What is needed is a faithful transcription of all the data below, pictures excluded.

Saved entries:

▬▬▬▬▬▬▬▬▬▬

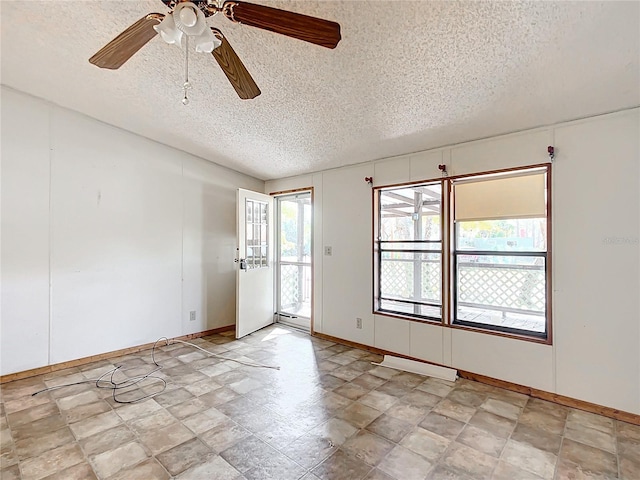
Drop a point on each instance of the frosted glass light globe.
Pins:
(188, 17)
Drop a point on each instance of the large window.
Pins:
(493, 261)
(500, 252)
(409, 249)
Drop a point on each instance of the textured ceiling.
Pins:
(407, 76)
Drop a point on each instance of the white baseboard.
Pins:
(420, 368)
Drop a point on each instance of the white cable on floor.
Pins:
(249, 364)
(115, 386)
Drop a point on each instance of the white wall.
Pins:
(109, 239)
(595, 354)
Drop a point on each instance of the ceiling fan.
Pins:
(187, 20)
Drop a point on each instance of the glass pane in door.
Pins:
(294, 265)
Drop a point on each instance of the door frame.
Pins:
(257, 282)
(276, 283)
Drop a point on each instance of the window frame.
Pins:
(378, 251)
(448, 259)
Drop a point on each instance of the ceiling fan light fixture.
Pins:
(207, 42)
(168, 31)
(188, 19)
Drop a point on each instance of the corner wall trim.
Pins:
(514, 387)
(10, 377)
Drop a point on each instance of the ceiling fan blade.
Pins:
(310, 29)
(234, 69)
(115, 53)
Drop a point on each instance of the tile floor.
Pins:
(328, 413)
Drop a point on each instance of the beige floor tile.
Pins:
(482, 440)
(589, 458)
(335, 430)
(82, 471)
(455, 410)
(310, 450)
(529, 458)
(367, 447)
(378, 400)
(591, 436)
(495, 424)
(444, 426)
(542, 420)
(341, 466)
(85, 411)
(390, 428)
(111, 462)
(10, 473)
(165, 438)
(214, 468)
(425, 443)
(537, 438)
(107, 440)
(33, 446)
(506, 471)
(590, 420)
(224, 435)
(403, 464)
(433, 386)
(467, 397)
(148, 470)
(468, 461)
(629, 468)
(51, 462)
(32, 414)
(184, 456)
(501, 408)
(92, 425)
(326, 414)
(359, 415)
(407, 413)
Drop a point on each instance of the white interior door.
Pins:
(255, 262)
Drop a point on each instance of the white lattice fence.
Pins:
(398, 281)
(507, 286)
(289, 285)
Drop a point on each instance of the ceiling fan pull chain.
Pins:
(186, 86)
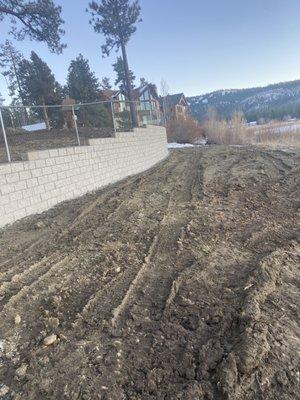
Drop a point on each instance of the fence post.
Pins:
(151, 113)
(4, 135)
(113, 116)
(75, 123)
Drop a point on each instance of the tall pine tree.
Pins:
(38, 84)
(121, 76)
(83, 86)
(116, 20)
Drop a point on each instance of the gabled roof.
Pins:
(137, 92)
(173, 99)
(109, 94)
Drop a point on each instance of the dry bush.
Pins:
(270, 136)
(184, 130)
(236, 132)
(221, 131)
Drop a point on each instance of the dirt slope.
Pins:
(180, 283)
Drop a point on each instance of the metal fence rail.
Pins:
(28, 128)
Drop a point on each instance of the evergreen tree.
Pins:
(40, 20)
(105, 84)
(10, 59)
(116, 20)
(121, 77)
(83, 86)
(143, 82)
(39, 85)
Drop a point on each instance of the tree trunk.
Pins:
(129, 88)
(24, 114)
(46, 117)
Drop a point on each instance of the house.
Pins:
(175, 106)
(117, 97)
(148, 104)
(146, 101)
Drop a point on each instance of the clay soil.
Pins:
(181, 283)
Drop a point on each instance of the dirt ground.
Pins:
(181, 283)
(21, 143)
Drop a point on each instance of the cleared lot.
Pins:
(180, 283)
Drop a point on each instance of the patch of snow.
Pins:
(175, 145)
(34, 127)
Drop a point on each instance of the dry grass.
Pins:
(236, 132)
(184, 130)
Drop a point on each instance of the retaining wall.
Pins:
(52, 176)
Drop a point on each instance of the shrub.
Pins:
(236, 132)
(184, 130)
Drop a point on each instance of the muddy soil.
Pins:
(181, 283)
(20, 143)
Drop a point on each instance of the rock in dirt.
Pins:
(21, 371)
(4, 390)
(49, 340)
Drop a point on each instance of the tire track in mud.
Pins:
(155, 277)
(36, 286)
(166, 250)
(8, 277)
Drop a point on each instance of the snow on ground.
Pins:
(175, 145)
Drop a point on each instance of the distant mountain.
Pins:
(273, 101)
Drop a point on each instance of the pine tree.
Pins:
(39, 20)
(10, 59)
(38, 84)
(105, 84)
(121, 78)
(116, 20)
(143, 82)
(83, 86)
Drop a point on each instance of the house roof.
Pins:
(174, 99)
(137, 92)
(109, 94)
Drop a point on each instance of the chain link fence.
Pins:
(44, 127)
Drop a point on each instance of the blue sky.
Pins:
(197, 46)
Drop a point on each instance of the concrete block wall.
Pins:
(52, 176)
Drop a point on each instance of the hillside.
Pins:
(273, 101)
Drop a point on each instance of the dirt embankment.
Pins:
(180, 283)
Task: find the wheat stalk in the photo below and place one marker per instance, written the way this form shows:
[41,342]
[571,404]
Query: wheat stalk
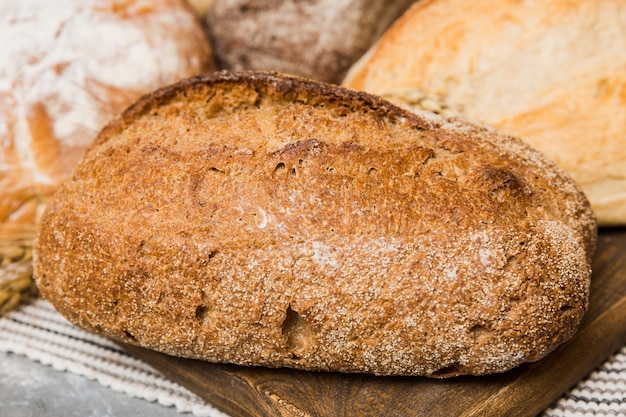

▬▬▬▬▬▬▬▬▬▬

Solution for this task:
Drop a point on each instance of the frosted glass light globe.
Pins:
(188, 17)
Drop a point on each instance of the large window.
Pins:
(493, 261)
(500, 252)
(409, 249)
Drop a point on each instance of the textured ceiling.
Pins:
(407, 76)
Drop a point on each instance of the white baseboard.
Pins:
(420, 368)
Drop a point on each instance of the white cable on floor.
Pins:
(249, 364)
(115, 386)
Drop a point on each instance of the white wall.
Pins:
(109, 239)
(595, 354)
Drop a point on each instance of the ceiling fan.
Pins:
(187, 20)
Drop a point on each instance of the glass pane in door.
Pins:
(294, 265)
Drop a point on each instance of the door frame.
Pins:
(257, 282)
(276, 283)
Drop a point on each instance of the window frame.
Pins:
(378, 251)
(448, 259)
Drop a point on each instance of the ceiling fan light fixture.
Pins:
(207, 42)
(168, 31)
(188, 19)
Drop a point on each instance of the corner wall trim.
Pins:
(514, 387)
(10, 377)
Drop a point on each instance of the ceiling fan blade.
Pins:
(310, 29)
(234, 69)
(115, 53)
Drop a point on each instance of the tile floor.
Pins:
(328, 413)
Drop a point on each instance of the beige floor tile.
Pins:
(482, 440)
(589, 458)
(335, 430)
(82, 471)
(455, 410)
(310, 450)
(529, 458)
(367, 447)
(378, 400)
(591, 436)
(495, 424)
(444, 426)
(542, 420)
(341, 466)
(85, 411)
(390, 428)
(111, 462)
(10, 473)
(165, 438)
(214, 468)
(425, 443)
(537, 438)
(107, 440)
(33, 446)
(506, 471)
(590, 420)
(224, 435)
(403, 464)
(433, 386)
(467, 397)
(148, 470)
(468, 461)
(629, 468)
(51, 462)
(32, 414)
(184, 456)
(501, 408)
(92, 425)
(326, 414)
(359, 415)
(407, 413)
Drop a point on each instance of the white interior door.
Pins:
(255, 262)
Drop a point on each instance of the white lattice fence.
Pins:
(398, 281)
(507, 286)
(289, 285)
Drop a point on each instance of the ceiling fan pull chain.
Pins:
(186, 86)
Drop a point on each instance of the fence post.
Pins:
(151, 113)
(4, 135)
(113, 116)
(75, 123)
Drop a point on each instance of the tall pine tree.
Pins:
(38, 84)
(121, 76)
(83, 86)
(116, 20)
Drop a point on each instance of the gabled roof.
Pins:
(137, 92)
(173, 99)
(109, 94)
Drop a point on each instance of the dry bush.
Pins:
(270, 136)
(184, 130)
(236, 132)
(221, 131)
Drop a point on each instance of the dirt slope.
Pins:
(180, 283)
Drop a point on each instance of the metal fence rail.
Pins:
(28, 128)
Drop a point on each instance of the evergreen tree.
Pins:
(40, 20)
(105, 84)
(10, 59)
(116, 20)
(121, 77)
(83, 86)
(143, 82)
(39, 85)
Drop a point on each instance of the tree trunk.
Pins:
(129, 88)
(24, 114)
(46, 117)
Drop a point on each instance of the house.
Pins:
(175, 106)
(117, 97)
(148, 104)
(146, 101)
Drop a point on each instance of the clay soil.
Pins:
(181, 283)
Drop a point on each instance of the dirt ground.
Pins:
(181, 283)
(21, 143)
Drop a point on each instance of the cleared lot.
Pins:
(180, 283)
Drop a point on each instance of the patch of snow.
Pins:
(175, 145)
(34, 127)
Drop a point on each instance of the dry grass.
Pins:
(236, 132)
(184, 130)
Drop a point on each instance of the retaining wall.
Pins:
(52, 176)
Drop a point on each instance of the shrub.
Pins:
(236, 132)
(184, 130)
Drop a point on each instance of the muddy soil.
Pins:
(181, 283)
(20, 143)
Drop a point on each instance of the rock in dirt.
Pins:
(21, 371)
(4, 390)
(49, 340)
Drop a point on each instance of the tire track in mud.
Pins:
(155, 277)
(36, 286)
(166, 250)
(8, 277)
Drop a point on each instance of the snow on ground.
Pins:
(175, 145)
Drop a point on each instance of the distant mountain.
Pins:
(273, 101)
Drop a point on each instance of the pine tree.
Pins:
(39, 20)
(10, 59)
(38, 84)
(105, 84)
(121, 78)
(116, 20)
(143, 82)
(83, 86)
Drop a point on each instance of the house roof.
Pins:
(174, 99)
(137, 92)
(109, 94)
Drop a point on each instance of the chain link fence.
Pins:
(44, 127)
Drop a point on each instance of the blue sky.
Pins:
(197, 46)
Drop a point on each instance of the concrete block wall.
Pins:
(52, 176)
Drop a point on each instance of the hillside.
Pins:
(273, 101)
Drop a point on each instance of the dirt embankment.
Pins:
(180, 283)
Task: find the wheat stalk in the photo below and place one marker per instance, written the way this form shows:
[41,342]
[571,404]
Query: wheat stalk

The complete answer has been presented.